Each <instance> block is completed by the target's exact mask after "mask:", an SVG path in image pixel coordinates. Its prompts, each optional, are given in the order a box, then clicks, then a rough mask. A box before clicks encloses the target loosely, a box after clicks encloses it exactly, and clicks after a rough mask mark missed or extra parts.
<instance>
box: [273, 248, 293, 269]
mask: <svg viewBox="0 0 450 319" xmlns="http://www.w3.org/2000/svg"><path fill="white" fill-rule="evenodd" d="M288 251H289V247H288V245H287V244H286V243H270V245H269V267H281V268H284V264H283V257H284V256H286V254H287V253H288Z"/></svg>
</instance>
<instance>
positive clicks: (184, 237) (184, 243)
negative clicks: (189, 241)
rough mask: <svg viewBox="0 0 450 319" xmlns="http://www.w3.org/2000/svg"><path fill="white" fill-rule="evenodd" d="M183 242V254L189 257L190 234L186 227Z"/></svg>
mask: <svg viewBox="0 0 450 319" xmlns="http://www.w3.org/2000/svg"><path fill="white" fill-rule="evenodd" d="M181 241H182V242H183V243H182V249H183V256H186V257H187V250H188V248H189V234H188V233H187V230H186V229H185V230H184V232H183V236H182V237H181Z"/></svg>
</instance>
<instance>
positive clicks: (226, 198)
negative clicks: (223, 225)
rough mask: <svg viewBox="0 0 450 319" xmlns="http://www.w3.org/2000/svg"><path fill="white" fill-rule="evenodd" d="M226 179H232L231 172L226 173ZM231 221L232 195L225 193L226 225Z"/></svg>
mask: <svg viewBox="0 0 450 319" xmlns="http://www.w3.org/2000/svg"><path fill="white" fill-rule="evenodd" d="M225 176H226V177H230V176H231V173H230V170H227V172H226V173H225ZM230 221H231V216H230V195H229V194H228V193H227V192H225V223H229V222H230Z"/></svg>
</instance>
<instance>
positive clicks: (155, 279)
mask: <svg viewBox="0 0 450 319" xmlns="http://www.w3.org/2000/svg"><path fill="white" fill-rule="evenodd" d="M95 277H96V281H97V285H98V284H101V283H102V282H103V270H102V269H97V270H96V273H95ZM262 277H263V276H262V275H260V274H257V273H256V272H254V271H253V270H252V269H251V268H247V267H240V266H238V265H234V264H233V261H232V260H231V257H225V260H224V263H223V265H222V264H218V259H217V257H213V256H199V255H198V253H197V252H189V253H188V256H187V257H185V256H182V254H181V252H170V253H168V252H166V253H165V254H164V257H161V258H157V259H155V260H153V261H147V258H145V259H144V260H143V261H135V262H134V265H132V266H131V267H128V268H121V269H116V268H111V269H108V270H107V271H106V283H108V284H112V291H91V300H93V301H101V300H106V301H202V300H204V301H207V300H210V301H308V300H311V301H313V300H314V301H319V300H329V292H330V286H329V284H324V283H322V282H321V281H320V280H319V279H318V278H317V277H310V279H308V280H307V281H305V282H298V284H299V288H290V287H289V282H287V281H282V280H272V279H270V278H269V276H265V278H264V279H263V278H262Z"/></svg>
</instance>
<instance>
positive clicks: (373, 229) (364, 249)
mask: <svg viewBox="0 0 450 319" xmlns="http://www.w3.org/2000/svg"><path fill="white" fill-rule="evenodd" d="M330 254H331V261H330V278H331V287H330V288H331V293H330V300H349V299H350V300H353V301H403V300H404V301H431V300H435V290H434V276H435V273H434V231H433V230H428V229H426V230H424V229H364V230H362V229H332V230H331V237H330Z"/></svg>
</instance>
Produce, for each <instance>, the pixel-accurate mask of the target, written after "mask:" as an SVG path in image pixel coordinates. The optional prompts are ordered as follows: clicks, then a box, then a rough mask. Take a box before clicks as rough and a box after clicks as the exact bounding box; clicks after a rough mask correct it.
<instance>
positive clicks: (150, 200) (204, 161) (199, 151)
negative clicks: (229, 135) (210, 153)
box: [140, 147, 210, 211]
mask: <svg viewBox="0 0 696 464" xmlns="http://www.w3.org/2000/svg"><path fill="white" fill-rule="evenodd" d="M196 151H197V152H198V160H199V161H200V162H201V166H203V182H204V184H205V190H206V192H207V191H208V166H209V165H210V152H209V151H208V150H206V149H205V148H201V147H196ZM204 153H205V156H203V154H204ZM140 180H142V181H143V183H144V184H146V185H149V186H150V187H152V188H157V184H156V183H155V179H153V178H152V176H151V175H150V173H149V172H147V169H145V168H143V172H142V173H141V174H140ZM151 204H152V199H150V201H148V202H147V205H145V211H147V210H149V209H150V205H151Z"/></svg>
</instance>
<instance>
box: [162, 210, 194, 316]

====

WHAT THE TASK ASKS —
Across the records, count the lines that contain the word "image" and give that figure alone.

ANSWER TO THE EXERCISE —
2